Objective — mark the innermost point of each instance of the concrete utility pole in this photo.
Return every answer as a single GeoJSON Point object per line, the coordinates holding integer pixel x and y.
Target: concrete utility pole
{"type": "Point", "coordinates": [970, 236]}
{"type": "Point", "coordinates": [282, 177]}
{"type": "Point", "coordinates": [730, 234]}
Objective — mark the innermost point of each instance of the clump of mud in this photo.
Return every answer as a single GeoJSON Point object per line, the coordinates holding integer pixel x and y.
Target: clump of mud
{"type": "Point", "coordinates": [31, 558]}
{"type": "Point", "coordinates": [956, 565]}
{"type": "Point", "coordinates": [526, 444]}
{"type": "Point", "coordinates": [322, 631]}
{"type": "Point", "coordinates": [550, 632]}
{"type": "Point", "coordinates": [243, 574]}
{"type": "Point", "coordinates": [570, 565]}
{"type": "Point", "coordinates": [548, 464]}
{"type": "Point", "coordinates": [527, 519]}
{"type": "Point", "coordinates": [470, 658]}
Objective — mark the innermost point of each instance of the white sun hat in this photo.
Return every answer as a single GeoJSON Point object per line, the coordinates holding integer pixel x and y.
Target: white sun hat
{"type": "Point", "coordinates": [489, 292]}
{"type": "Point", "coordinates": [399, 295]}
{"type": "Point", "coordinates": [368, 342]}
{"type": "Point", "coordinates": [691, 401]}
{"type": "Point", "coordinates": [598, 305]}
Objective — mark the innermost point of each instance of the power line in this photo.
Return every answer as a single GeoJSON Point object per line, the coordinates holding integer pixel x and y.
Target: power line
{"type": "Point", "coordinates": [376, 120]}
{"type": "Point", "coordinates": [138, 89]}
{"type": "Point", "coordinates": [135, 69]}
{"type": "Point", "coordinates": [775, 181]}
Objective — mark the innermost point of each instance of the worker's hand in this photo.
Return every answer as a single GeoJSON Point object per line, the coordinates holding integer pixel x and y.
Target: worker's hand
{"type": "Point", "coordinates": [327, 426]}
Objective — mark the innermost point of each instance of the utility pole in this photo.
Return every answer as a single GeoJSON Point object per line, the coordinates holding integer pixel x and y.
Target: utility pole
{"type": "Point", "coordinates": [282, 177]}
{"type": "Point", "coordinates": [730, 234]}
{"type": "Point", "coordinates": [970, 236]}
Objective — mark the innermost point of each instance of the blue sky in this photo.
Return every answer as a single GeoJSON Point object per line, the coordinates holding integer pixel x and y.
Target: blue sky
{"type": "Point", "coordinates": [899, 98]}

+---+

◆ **WORK INSTRUCTIONS**:
Give the lines exactly as they stand, from the line with "hand in this photo." through the end of the material.

◆ **SOLUTION TO THIS EXERCISE**:
Objective — mark the innermost point of each instance of the worker's hand in this photo.
Return every answer as a single GeoJSON Point object per line, the coordinates holding integer pixel x and y.
Target: worker's hand
{"type": "Point", "coordinates": [327, 426]}
Objective — mark the innermost point of each instance of the utility pole in this photo.
Return every answer as a single GeoJSON Point object per line, the coordinates holding integer pixel x and y.
Target: utility pole
{"type": "Point", "coordinates": [282, 177]}
{"type": "Point", "coordinates": [730, 234]}
{"type": "Point", "coordinates": [970, 236]}
Objective — mark the innermost point of each instance of the blue sky in this photo.
Return every answer as a single GeoJSON Point object per line, the coordinates holding integer pixel x and y.
Target: blue sky
{"type": "Point", "coordinates": [899, 98]}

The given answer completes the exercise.